■ Passage shown
——

But the work on infants shows a trio who--
  ate substantial and varying amounts of cooked food, even when raw
was at the same meal;
   violated ALL rules of food combining;
   ate foods forbidden or frowned on by some raw sects (grains,
dairy, RAF).
   We hear about the raw claves' brains, but the rest is ignored,
since it is Ungood.
   If someone brings up the Ungood, the proper, scientific reply
is---
   well, the sample size is small;
   well, the infants were of cooked stock (whatever that means);
   well, given time they would have conformed better, after detoxing.
   Welling up from the bottom of those wells is misuse of science to
shore up preconceived notions.
   Is a new notion to be tried? Unproven! Forget that the old may
be as unproven till some poor soul tests it, witness the
superior cleanliness of wood cutting boards over smooth plastic.
   Proof is nice; proof is costly, and funding's done for profit
more than for knowledge.
   Plausible reasoning substitutes for rigor more than many would
like to think: peasants say, Stones fell from the sky! The logical
scientist Lavoisier says, But stones cannot be in the sky, or they
would long ago have fallen by Gravity to earth, hence these stones
found by the peasant in his field (worked for generations) must have
been uncovered by lightning bolts, which also account for their
heated appearance.  The superstitious pesant cannot grasp the truths
of science.

——

■ Listed entries
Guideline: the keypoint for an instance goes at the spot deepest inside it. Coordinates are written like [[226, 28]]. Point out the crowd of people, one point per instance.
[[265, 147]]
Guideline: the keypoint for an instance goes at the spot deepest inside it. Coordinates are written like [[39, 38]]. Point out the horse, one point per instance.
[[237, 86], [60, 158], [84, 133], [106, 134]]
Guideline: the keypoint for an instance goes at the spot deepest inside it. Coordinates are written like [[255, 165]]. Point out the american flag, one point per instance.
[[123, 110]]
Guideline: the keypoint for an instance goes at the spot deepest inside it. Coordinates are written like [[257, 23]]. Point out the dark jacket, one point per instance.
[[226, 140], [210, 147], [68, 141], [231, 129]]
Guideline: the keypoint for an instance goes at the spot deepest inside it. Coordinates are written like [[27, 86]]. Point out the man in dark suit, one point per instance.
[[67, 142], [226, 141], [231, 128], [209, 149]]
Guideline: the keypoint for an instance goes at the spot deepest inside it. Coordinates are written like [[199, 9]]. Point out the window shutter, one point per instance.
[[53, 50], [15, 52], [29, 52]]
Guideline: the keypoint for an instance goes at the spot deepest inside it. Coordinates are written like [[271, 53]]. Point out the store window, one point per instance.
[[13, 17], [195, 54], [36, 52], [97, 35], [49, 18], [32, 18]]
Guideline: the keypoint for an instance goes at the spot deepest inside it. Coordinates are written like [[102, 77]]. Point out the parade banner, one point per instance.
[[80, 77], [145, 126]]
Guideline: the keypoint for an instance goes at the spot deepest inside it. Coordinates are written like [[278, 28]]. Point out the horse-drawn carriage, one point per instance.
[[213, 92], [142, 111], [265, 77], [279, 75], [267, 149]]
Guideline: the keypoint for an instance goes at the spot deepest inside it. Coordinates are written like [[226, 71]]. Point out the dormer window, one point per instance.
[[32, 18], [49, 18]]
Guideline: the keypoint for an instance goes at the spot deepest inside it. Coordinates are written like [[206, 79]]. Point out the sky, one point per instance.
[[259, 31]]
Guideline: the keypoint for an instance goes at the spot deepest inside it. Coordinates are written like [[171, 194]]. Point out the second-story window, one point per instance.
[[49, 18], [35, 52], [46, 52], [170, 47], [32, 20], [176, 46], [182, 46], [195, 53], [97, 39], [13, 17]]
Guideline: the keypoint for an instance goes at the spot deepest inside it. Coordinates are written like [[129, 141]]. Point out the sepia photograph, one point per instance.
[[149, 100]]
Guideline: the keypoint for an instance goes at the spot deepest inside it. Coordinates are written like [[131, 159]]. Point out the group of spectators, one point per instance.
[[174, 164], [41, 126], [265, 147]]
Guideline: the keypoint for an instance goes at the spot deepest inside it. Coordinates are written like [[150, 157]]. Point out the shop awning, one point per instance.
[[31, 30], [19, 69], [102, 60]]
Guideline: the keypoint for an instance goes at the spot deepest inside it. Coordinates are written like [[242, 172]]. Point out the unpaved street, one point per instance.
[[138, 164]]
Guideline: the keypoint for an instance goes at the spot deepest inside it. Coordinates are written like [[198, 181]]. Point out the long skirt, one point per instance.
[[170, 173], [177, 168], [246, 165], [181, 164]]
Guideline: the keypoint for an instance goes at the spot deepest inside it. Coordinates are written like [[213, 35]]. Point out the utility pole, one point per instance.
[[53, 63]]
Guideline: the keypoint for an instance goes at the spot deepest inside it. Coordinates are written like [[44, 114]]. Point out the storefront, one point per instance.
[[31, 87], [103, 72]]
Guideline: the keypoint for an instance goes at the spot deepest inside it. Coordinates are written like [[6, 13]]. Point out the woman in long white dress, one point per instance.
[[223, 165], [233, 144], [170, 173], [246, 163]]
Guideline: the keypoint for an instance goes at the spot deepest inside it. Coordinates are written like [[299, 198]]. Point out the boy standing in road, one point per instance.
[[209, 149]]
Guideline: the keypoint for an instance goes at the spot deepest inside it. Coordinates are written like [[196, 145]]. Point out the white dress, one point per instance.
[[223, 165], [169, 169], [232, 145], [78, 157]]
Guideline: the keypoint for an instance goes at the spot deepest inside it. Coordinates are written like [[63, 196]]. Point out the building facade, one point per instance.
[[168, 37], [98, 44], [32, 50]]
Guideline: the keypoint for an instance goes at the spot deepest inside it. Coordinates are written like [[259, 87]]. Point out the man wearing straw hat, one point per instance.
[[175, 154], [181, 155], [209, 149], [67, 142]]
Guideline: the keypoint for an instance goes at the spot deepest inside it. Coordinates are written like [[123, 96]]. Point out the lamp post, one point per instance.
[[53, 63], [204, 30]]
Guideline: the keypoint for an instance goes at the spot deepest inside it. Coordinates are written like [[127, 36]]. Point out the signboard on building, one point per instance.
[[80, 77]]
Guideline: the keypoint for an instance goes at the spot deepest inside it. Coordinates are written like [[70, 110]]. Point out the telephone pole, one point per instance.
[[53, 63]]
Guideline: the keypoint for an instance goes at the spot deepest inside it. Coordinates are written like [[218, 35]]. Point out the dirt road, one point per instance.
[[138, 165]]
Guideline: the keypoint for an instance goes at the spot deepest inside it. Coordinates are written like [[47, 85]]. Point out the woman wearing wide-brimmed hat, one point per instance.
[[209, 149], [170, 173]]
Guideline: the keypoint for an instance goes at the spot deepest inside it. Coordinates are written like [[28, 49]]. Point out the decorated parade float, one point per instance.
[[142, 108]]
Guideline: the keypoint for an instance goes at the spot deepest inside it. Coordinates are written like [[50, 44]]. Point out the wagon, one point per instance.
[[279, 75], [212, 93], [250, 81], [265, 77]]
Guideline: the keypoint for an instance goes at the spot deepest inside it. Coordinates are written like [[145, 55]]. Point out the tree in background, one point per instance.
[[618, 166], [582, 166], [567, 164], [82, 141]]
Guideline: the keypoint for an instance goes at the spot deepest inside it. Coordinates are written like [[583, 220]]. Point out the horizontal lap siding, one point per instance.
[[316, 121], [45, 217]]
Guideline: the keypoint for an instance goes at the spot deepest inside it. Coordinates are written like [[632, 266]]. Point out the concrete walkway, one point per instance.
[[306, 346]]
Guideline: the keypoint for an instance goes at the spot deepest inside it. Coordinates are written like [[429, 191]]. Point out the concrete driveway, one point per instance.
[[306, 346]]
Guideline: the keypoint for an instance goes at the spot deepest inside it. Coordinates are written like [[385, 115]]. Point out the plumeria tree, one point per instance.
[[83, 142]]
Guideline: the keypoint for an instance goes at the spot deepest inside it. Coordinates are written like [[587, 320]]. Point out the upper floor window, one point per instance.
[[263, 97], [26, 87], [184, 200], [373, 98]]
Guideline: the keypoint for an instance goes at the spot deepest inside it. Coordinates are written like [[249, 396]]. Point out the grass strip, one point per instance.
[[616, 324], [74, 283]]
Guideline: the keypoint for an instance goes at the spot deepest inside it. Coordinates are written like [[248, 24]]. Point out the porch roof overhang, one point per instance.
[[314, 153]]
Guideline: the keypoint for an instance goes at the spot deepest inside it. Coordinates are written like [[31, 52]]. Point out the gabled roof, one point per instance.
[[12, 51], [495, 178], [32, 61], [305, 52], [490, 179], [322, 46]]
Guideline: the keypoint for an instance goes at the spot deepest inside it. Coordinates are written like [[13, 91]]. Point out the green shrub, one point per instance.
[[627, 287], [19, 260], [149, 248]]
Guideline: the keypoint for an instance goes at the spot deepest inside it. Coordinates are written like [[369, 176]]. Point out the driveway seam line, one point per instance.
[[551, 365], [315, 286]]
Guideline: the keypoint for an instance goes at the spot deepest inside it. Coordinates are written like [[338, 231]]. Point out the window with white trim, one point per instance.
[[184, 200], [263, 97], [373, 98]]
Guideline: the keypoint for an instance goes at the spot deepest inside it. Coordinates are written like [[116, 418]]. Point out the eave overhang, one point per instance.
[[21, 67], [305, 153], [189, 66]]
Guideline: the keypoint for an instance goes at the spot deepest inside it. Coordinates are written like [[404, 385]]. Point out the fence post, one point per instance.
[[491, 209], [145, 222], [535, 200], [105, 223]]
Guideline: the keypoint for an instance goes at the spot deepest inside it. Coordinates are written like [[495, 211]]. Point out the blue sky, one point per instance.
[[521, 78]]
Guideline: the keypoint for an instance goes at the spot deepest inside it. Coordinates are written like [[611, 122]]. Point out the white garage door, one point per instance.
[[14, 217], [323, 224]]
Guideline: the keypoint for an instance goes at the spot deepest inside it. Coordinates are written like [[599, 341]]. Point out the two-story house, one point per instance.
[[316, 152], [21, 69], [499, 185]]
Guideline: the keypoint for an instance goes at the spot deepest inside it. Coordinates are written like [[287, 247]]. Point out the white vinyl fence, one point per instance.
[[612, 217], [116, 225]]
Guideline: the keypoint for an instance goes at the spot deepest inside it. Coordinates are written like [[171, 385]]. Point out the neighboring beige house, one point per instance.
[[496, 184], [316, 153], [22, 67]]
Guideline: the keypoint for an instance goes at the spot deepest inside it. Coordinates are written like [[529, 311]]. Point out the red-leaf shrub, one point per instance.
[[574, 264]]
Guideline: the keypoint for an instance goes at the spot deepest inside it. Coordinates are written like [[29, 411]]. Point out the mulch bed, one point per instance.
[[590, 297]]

——

■ About this exercise
From the text on raw-food diets and scientific proof, translate this sentence into Spanish: "Proof is nice; proof is costly, and funding's done for profit more than for knowledge."

■ Response
La prueba es agradable; la prueba es costosa, y la financiación se hace más por lucro que por conocimiento.